Going onto the field, Revie walked to the left of Trainer Les Cocker, who was wearing a rather shiny blue mohair suit and a scruffy blue tie that he has worn every match day for the last seven years. All of these things were designed to bring the Leeds players luck against Chelsea; luck has been conspicuously absent from the Leeds horoscope for some time now. What it brought them this time was one of the most unlucky 2-2 draws in recent Cup history; they overwhelmed Chelsea on a soggy field at Wembley and should have won this game, in regular time, handily. As it was, they settled for a tie after a 30-minute overtime, and no one will know who gets to own the Football Association Cup in 1970 until some time on the night of April 29, when the same two teams meet in a replay at Old Trafford Stadium in Manchester.

Leeds United this year has been the Green Bay of soccer. It is a tough, solid, unspectacular side that depends on unrelenting pressure and perfect execution for victory, and not long ago the team seemed likely to win the regular league championship of the Football Association, the Football Association Cup (a kind of tournament play which goes along at the same time as league play) and the European Cup, another tournament that includes European champions. This would have been a triple on the order of Bobby Jones' Grand Slam in golf.

◇ ◇ ◇ ◇

## Work order 1
Answer these from the passage about Leeds United:
(a) What was trainer Les Cocker wearing?
(b) Where will the replay be played?
(c) Which three competitions did Leeds at one point seem likely to win?
## Work order 2
Translate this sentence from the passage about Leeds United into Spanish: "This would have been a triple on the order of Bobby Jones' Grand Slam in golf."

◇ ◇ ◇ ◇

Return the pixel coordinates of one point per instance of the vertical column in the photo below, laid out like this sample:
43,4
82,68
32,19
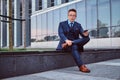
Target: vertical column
17,26
7,23
44,4
0,24
3,26
70,0
58,2
35,5
26,24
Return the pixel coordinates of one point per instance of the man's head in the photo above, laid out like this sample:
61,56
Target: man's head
72,13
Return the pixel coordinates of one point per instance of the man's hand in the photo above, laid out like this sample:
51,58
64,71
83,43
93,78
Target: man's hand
69,42
86,33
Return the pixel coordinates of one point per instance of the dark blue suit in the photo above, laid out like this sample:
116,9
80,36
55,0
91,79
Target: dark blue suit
72,33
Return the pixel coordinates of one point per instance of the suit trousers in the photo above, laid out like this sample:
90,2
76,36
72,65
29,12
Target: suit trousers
75,51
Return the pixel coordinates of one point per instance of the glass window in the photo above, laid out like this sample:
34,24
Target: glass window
92,17
63,14
38,28
103,21
33,28
56,20
44,26
115,7
80,7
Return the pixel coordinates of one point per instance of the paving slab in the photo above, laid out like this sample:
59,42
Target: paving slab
106,70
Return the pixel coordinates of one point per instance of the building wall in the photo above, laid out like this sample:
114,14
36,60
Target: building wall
21,9
100,17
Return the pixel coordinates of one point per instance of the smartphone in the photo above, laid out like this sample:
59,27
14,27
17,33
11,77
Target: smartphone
85,30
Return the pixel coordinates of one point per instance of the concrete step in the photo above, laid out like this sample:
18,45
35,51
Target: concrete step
106,70
22,63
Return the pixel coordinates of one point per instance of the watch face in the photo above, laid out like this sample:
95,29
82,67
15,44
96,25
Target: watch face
85,30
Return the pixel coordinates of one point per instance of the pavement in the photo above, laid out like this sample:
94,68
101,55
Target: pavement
106,70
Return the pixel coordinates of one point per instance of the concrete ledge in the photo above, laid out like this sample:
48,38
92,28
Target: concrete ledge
21,63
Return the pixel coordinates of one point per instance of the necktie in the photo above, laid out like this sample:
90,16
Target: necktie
71,24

◇ ◇ ◇ ◇

## Exercise result 1
(a) A rather shiny blue mohair suit and a scruffy blue tie.
(b) At Old Trafford Stadium in Manchester.
(c) The regular league championship of the Football Association, the Football Association Cup and the European Cup.

## Exercise result 2
Esto habría sido un triplete comparable al Grand Slam de Bobby Jones en el golf.